=== Supplied records ===
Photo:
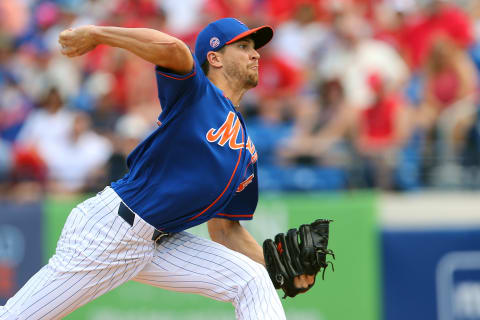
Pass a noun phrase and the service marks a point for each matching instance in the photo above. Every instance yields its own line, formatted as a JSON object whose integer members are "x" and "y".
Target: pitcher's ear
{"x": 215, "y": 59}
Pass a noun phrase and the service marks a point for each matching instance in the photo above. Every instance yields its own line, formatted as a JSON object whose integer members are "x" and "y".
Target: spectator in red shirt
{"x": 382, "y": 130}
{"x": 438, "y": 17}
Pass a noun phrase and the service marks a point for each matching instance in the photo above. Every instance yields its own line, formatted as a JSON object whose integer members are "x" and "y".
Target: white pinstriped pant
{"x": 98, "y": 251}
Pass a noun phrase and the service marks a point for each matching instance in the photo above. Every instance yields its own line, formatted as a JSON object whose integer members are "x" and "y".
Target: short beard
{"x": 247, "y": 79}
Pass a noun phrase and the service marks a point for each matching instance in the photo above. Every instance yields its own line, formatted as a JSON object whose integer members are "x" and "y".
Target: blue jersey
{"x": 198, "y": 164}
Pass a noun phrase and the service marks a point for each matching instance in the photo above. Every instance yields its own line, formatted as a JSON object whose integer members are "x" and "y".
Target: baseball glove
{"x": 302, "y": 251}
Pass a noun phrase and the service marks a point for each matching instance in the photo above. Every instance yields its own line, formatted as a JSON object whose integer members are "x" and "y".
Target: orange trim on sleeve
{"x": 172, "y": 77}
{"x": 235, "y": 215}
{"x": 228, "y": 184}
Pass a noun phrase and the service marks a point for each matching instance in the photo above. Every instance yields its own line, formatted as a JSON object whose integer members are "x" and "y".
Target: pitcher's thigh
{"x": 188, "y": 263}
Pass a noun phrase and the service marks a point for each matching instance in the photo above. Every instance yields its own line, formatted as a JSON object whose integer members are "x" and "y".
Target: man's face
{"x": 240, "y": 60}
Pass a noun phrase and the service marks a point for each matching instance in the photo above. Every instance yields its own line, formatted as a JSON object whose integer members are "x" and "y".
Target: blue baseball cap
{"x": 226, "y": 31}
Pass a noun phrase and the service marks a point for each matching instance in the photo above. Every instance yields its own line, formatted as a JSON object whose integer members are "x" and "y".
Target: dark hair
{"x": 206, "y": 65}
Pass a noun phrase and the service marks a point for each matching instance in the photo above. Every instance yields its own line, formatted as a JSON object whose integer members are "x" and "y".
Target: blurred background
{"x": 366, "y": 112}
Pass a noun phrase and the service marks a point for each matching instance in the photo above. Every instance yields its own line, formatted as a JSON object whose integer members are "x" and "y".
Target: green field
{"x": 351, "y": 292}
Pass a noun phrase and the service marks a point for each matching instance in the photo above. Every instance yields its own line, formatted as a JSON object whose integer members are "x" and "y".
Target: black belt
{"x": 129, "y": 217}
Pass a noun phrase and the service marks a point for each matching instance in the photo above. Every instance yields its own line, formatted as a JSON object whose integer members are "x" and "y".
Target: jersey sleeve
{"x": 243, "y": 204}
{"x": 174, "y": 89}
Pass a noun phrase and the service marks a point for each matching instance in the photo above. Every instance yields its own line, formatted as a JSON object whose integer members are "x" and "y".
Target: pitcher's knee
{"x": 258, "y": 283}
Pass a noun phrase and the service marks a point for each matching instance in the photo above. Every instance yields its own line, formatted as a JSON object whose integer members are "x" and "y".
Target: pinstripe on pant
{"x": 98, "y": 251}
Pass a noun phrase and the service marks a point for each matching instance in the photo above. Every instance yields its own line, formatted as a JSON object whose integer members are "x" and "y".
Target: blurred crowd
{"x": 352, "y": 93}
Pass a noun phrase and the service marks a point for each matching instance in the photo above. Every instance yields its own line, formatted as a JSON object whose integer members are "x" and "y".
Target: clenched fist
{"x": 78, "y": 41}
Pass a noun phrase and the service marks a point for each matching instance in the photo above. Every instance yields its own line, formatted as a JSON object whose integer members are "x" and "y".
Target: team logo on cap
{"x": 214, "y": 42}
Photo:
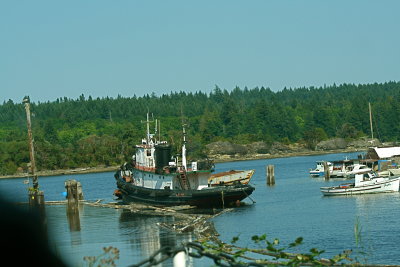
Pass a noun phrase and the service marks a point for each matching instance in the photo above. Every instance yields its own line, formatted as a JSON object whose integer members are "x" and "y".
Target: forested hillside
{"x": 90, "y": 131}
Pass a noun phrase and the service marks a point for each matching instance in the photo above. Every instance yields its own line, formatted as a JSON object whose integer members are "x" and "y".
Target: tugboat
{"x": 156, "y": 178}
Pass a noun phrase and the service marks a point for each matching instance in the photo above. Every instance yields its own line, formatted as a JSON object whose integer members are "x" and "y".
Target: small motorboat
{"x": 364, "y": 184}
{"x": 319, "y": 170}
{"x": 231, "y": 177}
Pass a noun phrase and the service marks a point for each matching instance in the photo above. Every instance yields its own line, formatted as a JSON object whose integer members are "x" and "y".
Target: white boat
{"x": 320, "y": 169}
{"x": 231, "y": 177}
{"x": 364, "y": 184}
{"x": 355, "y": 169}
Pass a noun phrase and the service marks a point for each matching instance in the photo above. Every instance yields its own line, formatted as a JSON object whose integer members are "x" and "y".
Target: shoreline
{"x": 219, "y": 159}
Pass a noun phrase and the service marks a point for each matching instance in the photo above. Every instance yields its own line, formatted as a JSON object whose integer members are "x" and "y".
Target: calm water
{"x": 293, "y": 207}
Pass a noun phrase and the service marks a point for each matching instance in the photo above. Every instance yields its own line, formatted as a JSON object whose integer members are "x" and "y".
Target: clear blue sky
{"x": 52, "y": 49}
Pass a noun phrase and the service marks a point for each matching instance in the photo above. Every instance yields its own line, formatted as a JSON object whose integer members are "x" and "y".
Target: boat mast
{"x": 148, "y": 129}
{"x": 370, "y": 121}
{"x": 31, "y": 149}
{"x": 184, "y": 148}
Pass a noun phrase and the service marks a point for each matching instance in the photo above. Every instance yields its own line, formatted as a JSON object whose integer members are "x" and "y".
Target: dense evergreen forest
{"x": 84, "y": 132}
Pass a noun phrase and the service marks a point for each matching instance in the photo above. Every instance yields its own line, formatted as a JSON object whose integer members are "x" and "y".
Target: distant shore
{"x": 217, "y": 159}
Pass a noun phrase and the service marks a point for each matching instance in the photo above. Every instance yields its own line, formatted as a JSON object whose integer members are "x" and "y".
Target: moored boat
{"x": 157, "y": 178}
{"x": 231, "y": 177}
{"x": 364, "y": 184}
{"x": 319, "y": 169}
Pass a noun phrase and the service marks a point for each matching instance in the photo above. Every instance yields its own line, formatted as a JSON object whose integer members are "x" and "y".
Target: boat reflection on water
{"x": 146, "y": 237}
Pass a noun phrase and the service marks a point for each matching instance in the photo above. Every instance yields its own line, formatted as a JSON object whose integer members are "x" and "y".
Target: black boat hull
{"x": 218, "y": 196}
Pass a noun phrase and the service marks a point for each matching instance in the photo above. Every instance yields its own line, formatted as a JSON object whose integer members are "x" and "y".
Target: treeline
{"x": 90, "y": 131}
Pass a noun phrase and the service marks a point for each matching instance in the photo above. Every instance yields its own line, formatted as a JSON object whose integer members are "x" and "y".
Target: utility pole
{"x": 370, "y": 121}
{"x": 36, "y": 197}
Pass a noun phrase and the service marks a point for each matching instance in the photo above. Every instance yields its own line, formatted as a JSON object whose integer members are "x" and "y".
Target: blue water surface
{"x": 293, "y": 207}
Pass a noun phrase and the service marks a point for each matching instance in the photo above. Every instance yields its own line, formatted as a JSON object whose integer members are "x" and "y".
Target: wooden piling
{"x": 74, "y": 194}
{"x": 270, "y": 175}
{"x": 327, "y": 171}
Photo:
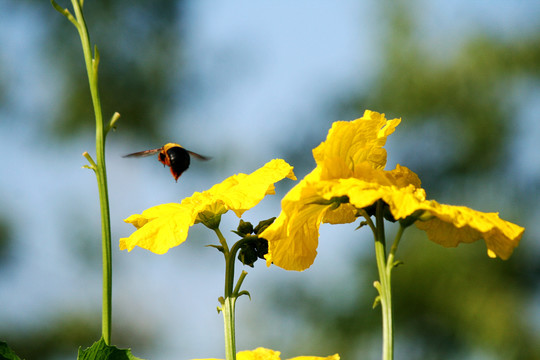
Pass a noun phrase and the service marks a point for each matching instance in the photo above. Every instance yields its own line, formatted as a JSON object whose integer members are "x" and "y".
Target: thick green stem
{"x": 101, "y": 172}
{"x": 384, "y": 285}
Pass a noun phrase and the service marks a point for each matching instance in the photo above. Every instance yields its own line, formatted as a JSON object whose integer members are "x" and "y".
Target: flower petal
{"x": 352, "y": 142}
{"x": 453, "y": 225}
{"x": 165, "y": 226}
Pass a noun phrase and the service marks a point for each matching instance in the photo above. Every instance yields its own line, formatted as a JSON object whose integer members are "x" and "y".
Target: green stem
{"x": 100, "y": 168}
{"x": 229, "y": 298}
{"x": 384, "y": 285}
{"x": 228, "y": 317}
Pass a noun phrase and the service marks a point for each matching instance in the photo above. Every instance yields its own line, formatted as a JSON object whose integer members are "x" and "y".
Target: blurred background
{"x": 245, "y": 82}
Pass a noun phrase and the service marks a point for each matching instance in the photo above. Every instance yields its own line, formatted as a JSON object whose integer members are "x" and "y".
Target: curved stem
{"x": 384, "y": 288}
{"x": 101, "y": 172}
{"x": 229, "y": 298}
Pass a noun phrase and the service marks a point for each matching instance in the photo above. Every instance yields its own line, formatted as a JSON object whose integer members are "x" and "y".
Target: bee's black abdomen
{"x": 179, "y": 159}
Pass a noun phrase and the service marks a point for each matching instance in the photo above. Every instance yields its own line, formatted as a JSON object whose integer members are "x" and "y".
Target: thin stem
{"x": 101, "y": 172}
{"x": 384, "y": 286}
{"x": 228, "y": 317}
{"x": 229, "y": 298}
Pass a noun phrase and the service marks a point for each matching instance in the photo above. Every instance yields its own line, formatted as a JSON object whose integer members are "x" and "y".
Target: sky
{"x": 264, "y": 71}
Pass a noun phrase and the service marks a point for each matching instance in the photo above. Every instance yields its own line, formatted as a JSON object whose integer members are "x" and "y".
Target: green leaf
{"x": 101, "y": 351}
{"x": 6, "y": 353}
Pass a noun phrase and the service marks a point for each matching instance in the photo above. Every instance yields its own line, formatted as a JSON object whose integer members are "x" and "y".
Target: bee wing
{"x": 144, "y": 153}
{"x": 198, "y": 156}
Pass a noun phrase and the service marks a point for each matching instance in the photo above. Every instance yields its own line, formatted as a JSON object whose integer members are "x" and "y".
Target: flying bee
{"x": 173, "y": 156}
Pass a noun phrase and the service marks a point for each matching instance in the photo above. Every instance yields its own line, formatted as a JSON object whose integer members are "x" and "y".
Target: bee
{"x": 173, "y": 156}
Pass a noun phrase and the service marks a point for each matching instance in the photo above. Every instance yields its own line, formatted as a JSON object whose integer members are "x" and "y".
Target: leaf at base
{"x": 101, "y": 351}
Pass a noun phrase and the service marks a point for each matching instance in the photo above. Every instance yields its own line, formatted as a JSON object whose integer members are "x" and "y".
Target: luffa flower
===
- Task
Only one stretch of the data is wanted: the lines from the one with "Target: bee wing" through the last, repeated exactly.

- Task response
Target: bee wing
{"x": 144, "y": 153}
{"x": 198, "y": 156}
Pass a noun phrase and the service marks a point for each matching instance in the photo above. Every instance yields its own line, formatted as a JSON object whose integer members are "x" and "y".
Target: flying bee
{"x": 173, "y": 156}
Pass a noun phrase and the service marks a point for each matching instance in the photo above. Every instance yields its own line, formatted as a JSON object whose integer members are "x" and "y".
Target: bee
{"x": 173, "y": 156}
Pass a noun phrase and the service marks a point for each matching instance in the photo above. Every instance yields its own line, formatted as a JSON object whose integer members are "x" and "y".
Target: leaf at base
{"x": 101, "y": 351}
Pass a noun phrase and the service marks a point for each matching instance in the photo above. Every instance yields its own line, formatted as a JSON object whose integer members are "x" and "y".
Target: luffa flower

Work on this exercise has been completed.